◆ Problem:
Convert the lines beginning with the one that contains "Pick out the column" and ending after the one that contains "<point>518,164</point>" into a Markdown table with the columns Row and Line, omitting blank lines.

Excerpts from point annotation data:
+++

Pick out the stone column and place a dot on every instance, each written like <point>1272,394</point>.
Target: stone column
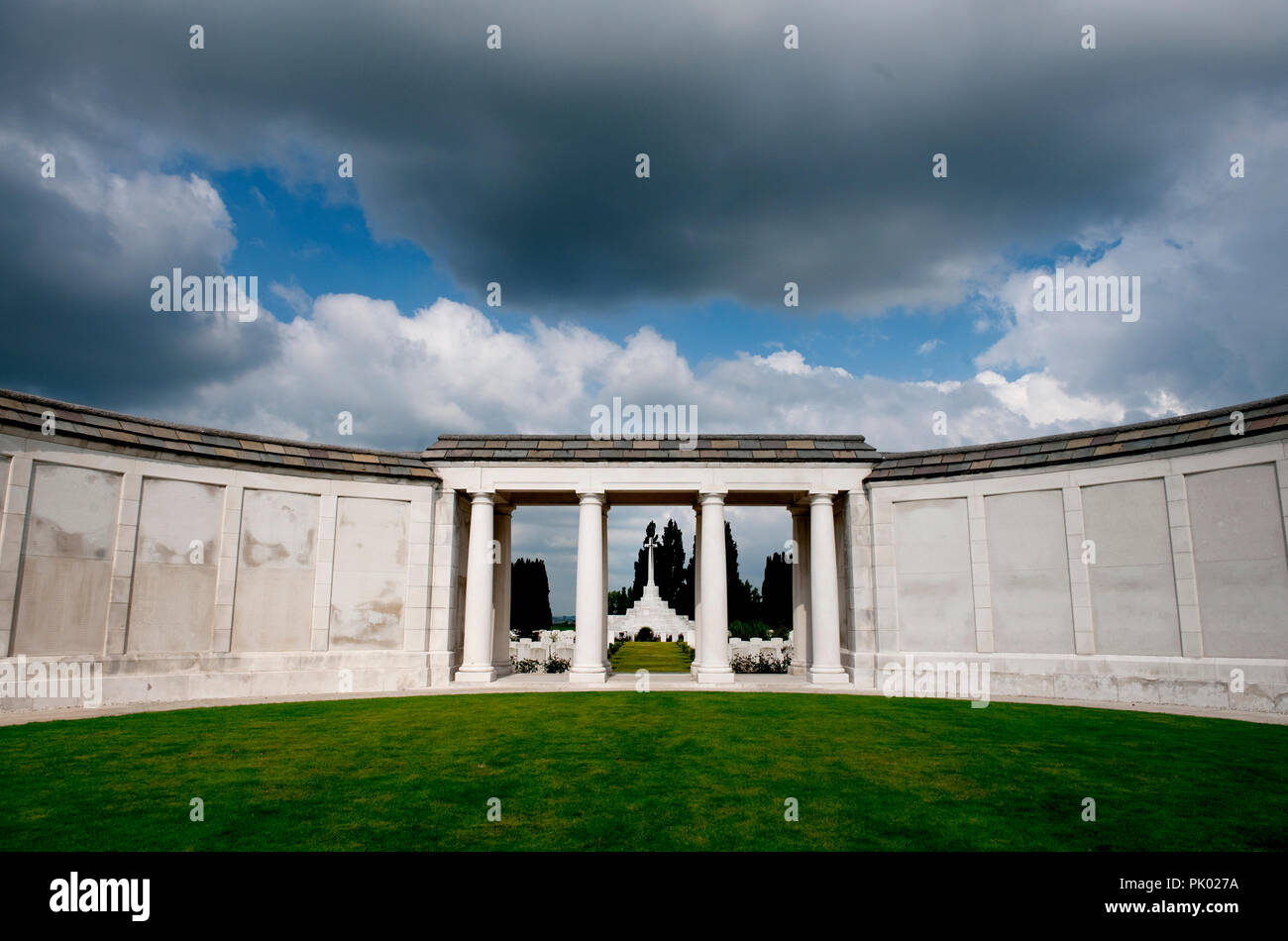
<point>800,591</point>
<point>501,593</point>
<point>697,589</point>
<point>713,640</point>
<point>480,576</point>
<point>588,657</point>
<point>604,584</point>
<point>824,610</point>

+++

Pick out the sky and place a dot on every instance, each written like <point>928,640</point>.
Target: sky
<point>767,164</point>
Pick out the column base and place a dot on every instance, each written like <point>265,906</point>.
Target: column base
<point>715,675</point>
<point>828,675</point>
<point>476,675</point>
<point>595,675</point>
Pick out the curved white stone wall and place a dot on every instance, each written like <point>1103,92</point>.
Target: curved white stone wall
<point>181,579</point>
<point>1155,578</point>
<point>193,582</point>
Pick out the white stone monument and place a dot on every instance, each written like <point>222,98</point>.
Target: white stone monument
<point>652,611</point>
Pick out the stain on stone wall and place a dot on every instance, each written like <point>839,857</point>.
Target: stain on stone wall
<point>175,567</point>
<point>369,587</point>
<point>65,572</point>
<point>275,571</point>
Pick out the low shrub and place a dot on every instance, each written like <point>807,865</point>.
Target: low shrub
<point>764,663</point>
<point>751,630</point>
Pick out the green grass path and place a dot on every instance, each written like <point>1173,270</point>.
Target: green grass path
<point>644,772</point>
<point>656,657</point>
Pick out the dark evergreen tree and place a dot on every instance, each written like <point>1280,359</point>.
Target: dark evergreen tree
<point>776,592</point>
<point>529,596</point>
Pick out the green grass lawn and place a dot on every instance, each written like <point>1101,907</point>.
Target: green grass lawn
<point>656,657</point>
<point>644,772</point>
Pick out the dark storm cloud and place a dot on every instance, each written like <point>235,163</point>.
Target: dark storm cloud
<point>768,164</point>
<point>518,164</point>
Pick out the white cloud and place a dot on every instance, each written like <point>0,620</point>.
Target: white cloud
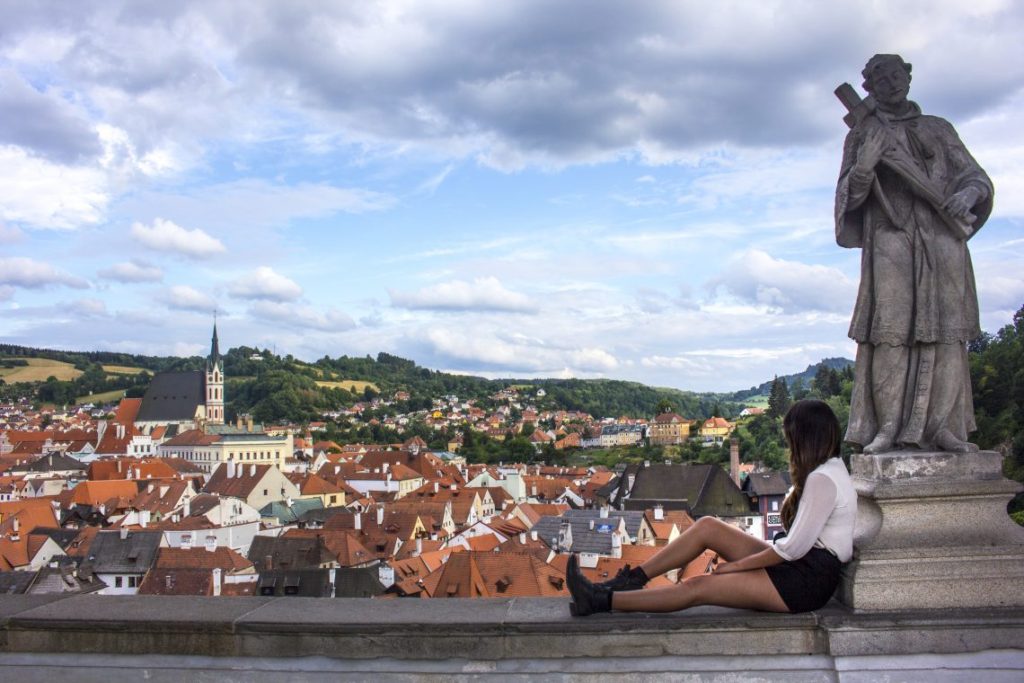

+++

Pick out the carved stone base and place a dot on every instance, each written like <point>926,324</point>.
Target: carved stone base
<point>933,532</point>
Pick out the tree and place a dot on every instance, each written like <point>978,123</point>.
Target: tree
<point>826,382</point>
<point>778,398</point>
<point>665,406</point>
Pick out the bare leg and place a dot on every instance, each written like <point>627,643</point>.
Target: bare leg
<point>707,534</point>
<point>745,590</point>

+++

◆ Problem solution:
| Row | Line |
|---|---|
| 1 | Pick out the column base and place a dot on every instance, each written like <point>265,906</point>. |
| 2 | Target: column base |
| 3 | <point>715,675</point> |
| 4 | <point>828,675</point> |
| 5 | <point>476,675</point> |
| 6 | <point>595,675</point> |
| 7 | Pick out the curved white stone wall and place a dot on every instance, each written like <point>1103,92</point>. |
| 8 | Target: curved white stone wall |
| 9 | <point>181,579</point> |
| 10 | <point>1155,578</point> |
| 11 | <point>193,582</point> |
| 12 | Pick out the white stone monument and place a dot on every instance, each written like <point>222,98</point>. |
| 13 | Target: white stone monument |
| 14 | <point>652,611</point> |
| 15 | Pick out the stain on stone wall and place a dot on every instance, each written like <point>839,857</point>. |
| 16 | Target: stain on stone wall |
| 17 | <point>175,567</point> |
| 18 | <point>369,587</point> |
| 19 | <point>65,572</point> |
| 20 | <point>275,571</point> |
| 21 | Pick out the low shrub and place a dot on every instance, each written like <point>807,865</point>. |
| 22 | Target: low shrub |
| 23 | <point>764,663</point> |
| 24 | <point>751,630</point> |
| 25 | Pick out the green grass path and place a dot on every instance, each written like <point>1173,270</point>. |
| 26 | Target: green grass path |
| 27 | <point>644,772</point> |
| 28 | <point>656,657</point> |
| 29 | Pick out the dark evergreen tree and place a dot on every instance, each written like <point>1280,359</point>. |
| 30 | Target: dark evergreen tree |
| 31 | <point>776,592</point> |
| 32 | <point>529,596</point> |
| 33 | Pick out the green grass lawn and place a dot on every instance, each written like <point>1101,907</point>. |
| 34 | Target: green grass lawn |
| 35 | <point>656,657</point> |
| 36 | <point>644,772</point> |
| 37 | Pick out the dark storm cloud and place a dot on every instance, each written like <point>235,163</point>. |
| 38 | Target: dark storm cloud |
| 39 | <point>768,164</point> |
| 40 | <point>518,164</point> |